■ **书面练习 1**
把关于Scratch 3.0与micro:bit通信的文档节选中的这句话译成英文:"只要你手边有micro:bit就可以开始体验了."
■ **书面练习 2**
接着这篇关于Scratch 3.0与micro:bit通信的文档节选的结尾往下续写。

■ **文档节选**
....................
分析scratch3.0与micro:bit的通信

Scratch在七月底举行了一个大会:conference, 大会上, scratch团队向大家介绍了即将推出的Scratch 3.0, 赶在会议开始之前,scratch团队完成了对micro:bit的官方支持,项目页连同使用说明也正式上线:microbit

scratch与micro:bit作为全球最有名的两个少儿编程项目(分别是软件和硬件),能够结合在一起,太振奋人心。之前社区里大家就围绕这块在做许多探索,如:

尝鲜

只要你手边有micro:bit就可以开始体验了.

按照使用说明,将micro:bit接入scratch3.0毫无障碍:

完成连接后就可以开始你的创作了,使用说明页面里给出了几个例子,大家可以从这儿入手

原理

体验完scratch与micro:bit的互动,我们来分析一下官方是如何做到的。

回顾使用说明和体验过程,容易猜到Scratch Link起代理的作用,Scratch Link在内部跑了一个websocket服务,允许网页与其交互,同时在启动时扫描周围的BLE设备

思路和scratch3-adapter几乎完全一致

Scratch Link与scratch3-adapter的不同之处有:

  • Scratch Link目前不支持扩展,似乎也没计划开源,原因可能我猜测是Scratch Link将支持乐高机器人,而乐高机器人是闭源商业项目。scratch3-adapter允许你自行扩展
  • Scratch Link在使用上更为简易
  • scratch3-adapter兼容更多的系统环境以及支持所有的开源硬件

Scratch Link在易用性上做得非常好,这也scratch3-adapter准备向它学习的地方。scratch3-adapter的目标之一是完全兼容Scratch Link的功能

这篇文章就来分析一下官方在这块的巧思。以便于我们可以将其用到其他地方。

分析

推断

从scratch的micro:bit extension来看,Scratch Link仅仅只是一个代理,scratch与micro:bit的交互逻辑都在micro:bit extension中。

所以我们暂时不必使用wireshark抓包分析,而仅仅通过阅读micro:bit extension,应该就能知道通信的细节,之后我们使用gatttool来验证。

如果你对BLE/GATT相关的概念不熟悉,可以看看我之前的文章:BLE学习笔记

BLEUUID

micro:bit extension源码里我们可以找到micro:bit里跑的服务和属性的uuid,也正是这个证据,让我们猜测Scratch Link只是个透明代理

const BLEUUID = {
    service: 0xf005,
    rxChar: '5261da01-fa7e-42ab-850b-7c80220097cc',
    txChar: '5261da02-fa7e-42ab-850b-7c80220097cc'
};

对比lancaster大学的Bluetooth Developer Studio Level 3 Profile Report,可知scratch自己重写了很多东西,而没有使用现成的UART service,这点我颇为不解。
....................
■ **指点数据集节选**
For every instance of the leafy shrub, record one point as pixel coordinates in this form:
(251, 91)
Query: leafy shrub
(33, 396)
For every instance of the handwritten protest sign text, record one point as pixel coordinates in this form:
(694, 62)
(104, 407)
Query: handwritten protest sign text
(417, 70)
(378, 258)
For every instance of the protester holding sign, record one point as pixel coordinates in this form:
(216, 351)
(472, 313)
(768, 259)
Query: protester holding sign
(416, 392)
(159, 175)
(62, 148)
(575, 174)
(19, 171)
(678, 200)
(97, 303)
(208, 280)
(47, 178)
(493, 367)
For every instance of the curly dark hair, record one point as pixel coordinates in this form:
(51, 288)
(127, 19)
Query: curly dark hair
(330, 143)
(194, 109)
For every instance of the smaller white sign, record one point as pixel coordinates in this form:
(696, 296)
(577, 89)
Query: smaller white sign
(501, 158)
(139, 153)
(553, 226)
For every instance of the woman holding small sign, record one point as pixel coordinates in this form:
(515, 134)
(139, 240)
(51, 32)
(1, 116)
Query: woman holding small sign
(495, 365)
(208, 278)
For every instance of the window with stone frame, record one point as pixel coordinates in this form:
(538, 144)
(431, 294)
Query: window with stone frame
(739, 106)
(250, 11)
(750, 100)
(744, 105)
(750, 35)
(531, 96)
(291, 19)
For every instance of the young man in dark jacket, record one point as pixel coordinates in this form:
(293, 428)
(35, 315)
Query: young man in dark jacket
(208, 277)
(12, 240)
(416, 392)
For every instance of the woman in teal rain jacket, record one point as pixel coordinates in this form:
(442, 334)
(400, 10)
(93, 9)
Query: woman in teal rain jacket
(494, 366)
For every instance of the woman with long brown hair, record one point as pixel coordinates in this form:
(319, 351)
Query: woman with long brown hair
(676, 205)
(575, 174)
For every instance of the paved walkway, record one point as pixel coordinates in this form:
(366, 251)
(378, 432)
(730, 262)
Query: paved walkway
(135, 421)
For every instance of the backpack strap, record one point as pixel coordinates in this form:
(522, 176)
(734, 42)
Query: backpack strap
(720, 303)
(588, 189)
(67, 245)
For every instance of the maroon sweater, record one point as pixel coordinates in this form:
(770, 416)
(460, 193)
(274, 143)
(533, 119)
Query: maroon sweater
....................
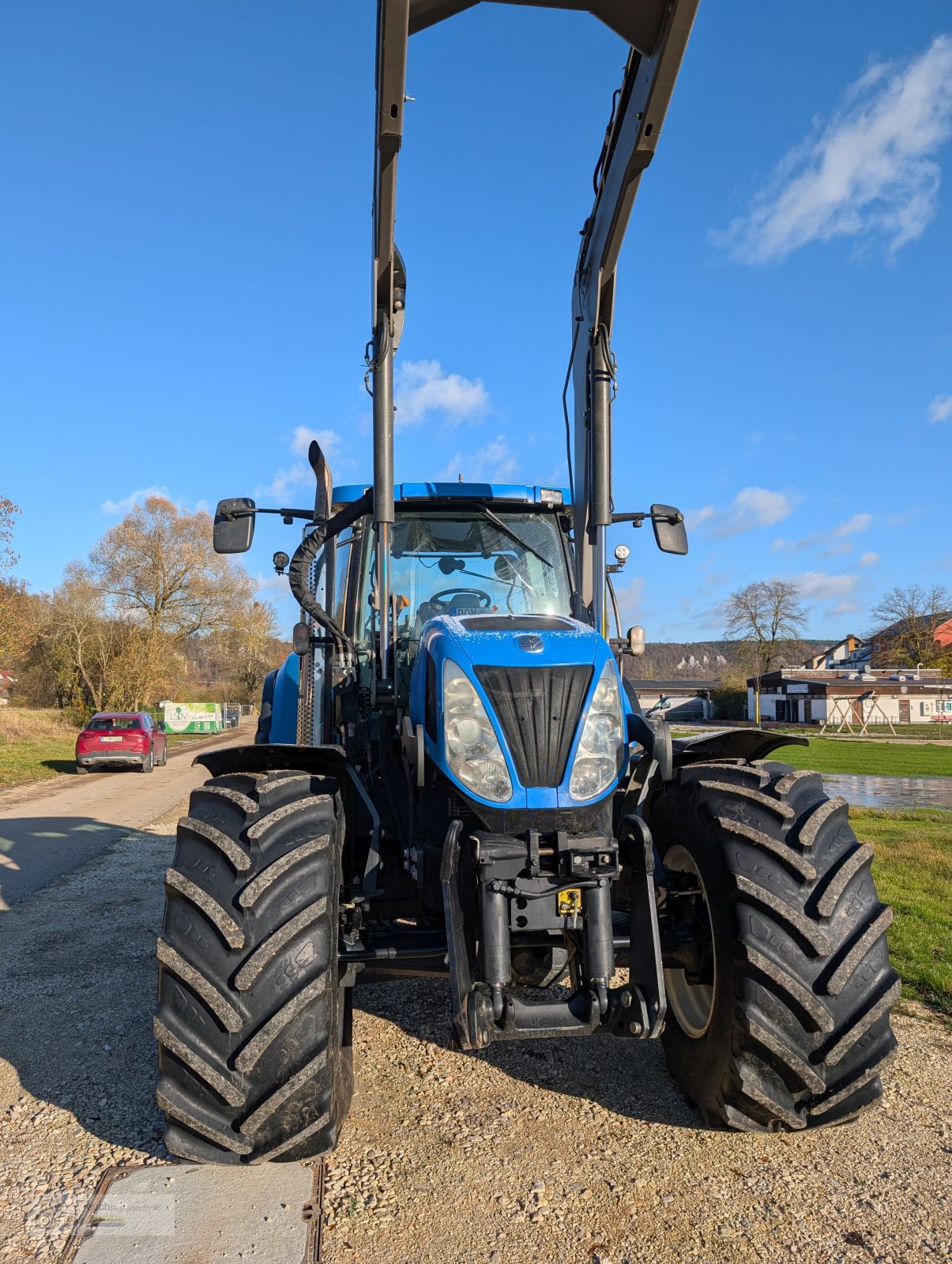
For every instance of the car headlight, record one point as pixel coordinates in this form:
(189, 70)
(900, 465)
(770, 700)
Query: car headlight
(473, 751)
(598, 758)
....................
■ **结果 1**
As long as you have a micro:bit at hand, you can start trying it out.

■ **结果 2**
展开追踪

我们接着来跟踪一下A button pressed?这个积木涉及的通信过程,从一个具体例子里突破。经过这个例子,我们对整个通信流程应该会有一个整体的了解,之后我们再对不同类型的积木逐类探索。

GATT 通信的双方是 C/S 关系, 为了知道micr:bit上A按钮的状态,一般采用两种方式:

  • 其一是利用GATT的通知机制,每当按钮状态变化时,通知给电脑(Scratch Link会把消息代理给scratch)
  • 其二是每当A button pressed?积木被触发时,主动去read相应的属性值。

scratch-gui/microbit应该是用这两种方式中的一种

micro:bit extension有些特殊,它构建了UART service,之后的的数据都走UART service,逻辑上这更像经典的串口通信。只是实现在GATT上而已。

从源码中可以看到buttonA是否按下取决于 this._device.buttonA

this._device = new MicroBit(this.runtime, Scratch3MicroBitBlocks.EXTENSION_ID);

顺藤摸瓜,可以跟踪到

    /**
     * Process the sensor data from the incoming BLE characteristic.
     * @param {object} base64 - the incoming BLE data.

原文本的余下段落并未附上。